**Excerpted text**
Confusing these two different phenomena does nobody any good, and my suspicion is that scientists would use the term "underground climate change" because "Hey, above ground climate change gets a lot of press, if I call this 'underground climate change' maybe I can get some better press too."
"Climate change" describes the consequence, not the mechanism. So it also makes sense in this context and is consistent with the other use.
If the people working in this field find it intuitively similar enough to justify using the term, I don't have any particular reason to question their motives about it. Using a similar term does not necessarily mean "confusing two different phenomena".
Bike wheels and airplane wheels work very differently, for different purposes, but are similar enough in enough ways to justify using the same term. It's quite possible to differentiate when that's necessary, and also it usually isn't.
Perhaps technically, but words acquire meaning and nuance separate from their technical definitions.
I have a very strong difficulty believing that scientists who call this "underground climate change" aren't doing this with the deliberate intent to latch on to all the press/importance of atmospheric climate change.
> Bike wheels and airplane wheels work very differently, for different purposes, but are similar enough in enough ways to justify using the same term. It's quite possible to differentiate when that's necessary, and also it usually isn't.
Do you honestly believe that analogy has anything to do with the point I'm making here?
I'm just not that skeptical of their motives, I guess. Nor am I particularly alarmed if that is an aspect of why they've chosen it.
The idea that science is a completely neutral endeavor completely separate from the world it takes place in is pure fantasy. A modest amount of marketing for the research is part of doing the research, and always has been.
I force myself to be careful to use the word cynicism instead of skepticism - the former word describes an a malevolent intention while the latter does not. I do this as an exercise as it’s been too easy for me (I’ve a skeptical nature - an extreme form of curiosity I think) to slip from skepticism to cynicism. Claims can be factually incorrect but for many reasons - and once you start building theories of motivation, it’s too easy to be sidetracked by emotion and prejudice. Skepticism is healthy but requires sticking to trying to determine truths and just ignoring possible motivations. Excuse the barely relevant ramble but I found this approach would have saved me aggravation earlier in my life.
I think the only person confused about the use of the phrase "climate change" is you. The title is "Heat Down Below Is Making the Ground Shift Under Chicago" So how is that clickbait?
Local soil dynamics are changing, due to human activity. So "(localized) climate change" is a perfectly reasonable description of what's happening, to a first order approximation.
The rest is just fluff and bother. I can see someone having a "meh" reaction to this choice of language. But to be "really, really fucking annoyed" by it?
I submit there are other, much bigger and genuinely sinister things at loose in the world you might want to direct your precious capacities to be "really, really fucking annoyed" at.
My suspicion is that scientists would use the term "underground climate change" [to get more press]"
More likely they were just trying to put the matter in a terms the lay person would understand.
And just where is the phrase “climate change” specifically limited to only “greenhouse-gas-induced”?
The entire climate of the planet is being affected by human development, and amalgamating its effects under a single term has more value than segregating the disparate areas, just to satisfy the semantically nitpicky.

**Data**
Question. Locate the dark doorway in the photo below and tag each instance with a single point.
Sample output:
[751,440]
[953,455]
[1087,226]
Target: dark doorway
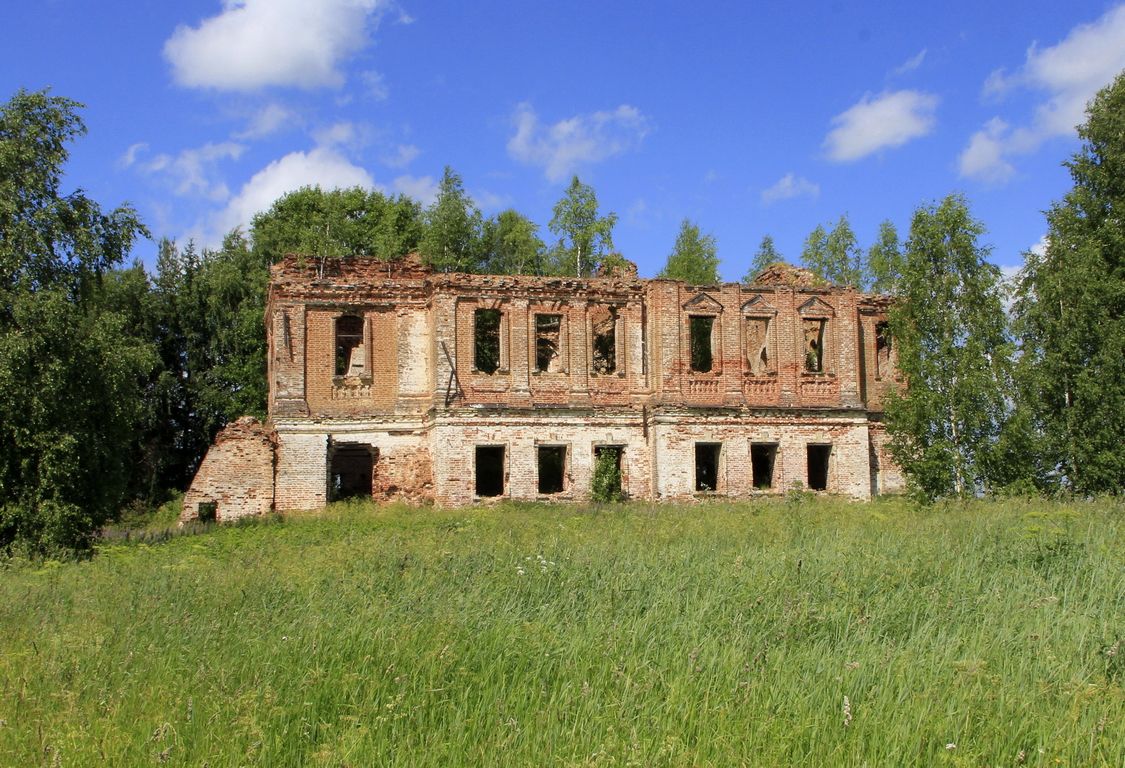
[818,467]
[489,470]
[707,466]
[551,469]
[350,472]
[763,457]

**What to do**
• 1. Answer these questions using the discussion about the term "underground climate change":
(a) What title does one commenter quote?
(b) Which two kinds of wheels appear in the analogy?
(c) Which word does one commenter make a point of using instead of "skepticism"?
• 2. Write a continuation of the discussion about the term "underground climate change," starting after its final comment.
The records play no part in what is asked here.

**Answers to each task**
• 1.
(a) "Heat Down Below Is Making the Ground Shift Under Chicago"
(b) Bike wheels and airplane wheels
(c) Cynicism

• 2.
Chicago's foundations were built on marshland and mud, then raised in the 1800s to accommodate a drainage and sewage system. I'm sure that has nothing to do with it. /s
likely not, most of the buildings you mention were torn down or burned in 1871. There only a few areas in the city where these buildings still exist and they are small single/multi family building that will stand until somebody decides to knock them down. Most of the buildings in question are the sky scrapers which were first built in 1885, the streets were raised in 1855.
From [0] : “Construction of the John Hancock Center began in 1965; however, was stopped in 1967 because the building kept sinking. Because of the John Hancock Center's lakeside location, 57 concrete caissons had to be sunk into 10 ft wide holes drilled 197-feet below grade into bedrock, resulting in the John Hancock Center having the deepest foundation of any building at the time.”
I'm just thinking the journalism sucked to not even mention any of these obviously confounding factors.
Chicago's foundations are inherently unstable. IMO it makes being scientific about blaming "underground climate change" substantially more difficult. The journalist is out to lunch after strictly reporting on what these specific folks are saying and measuring.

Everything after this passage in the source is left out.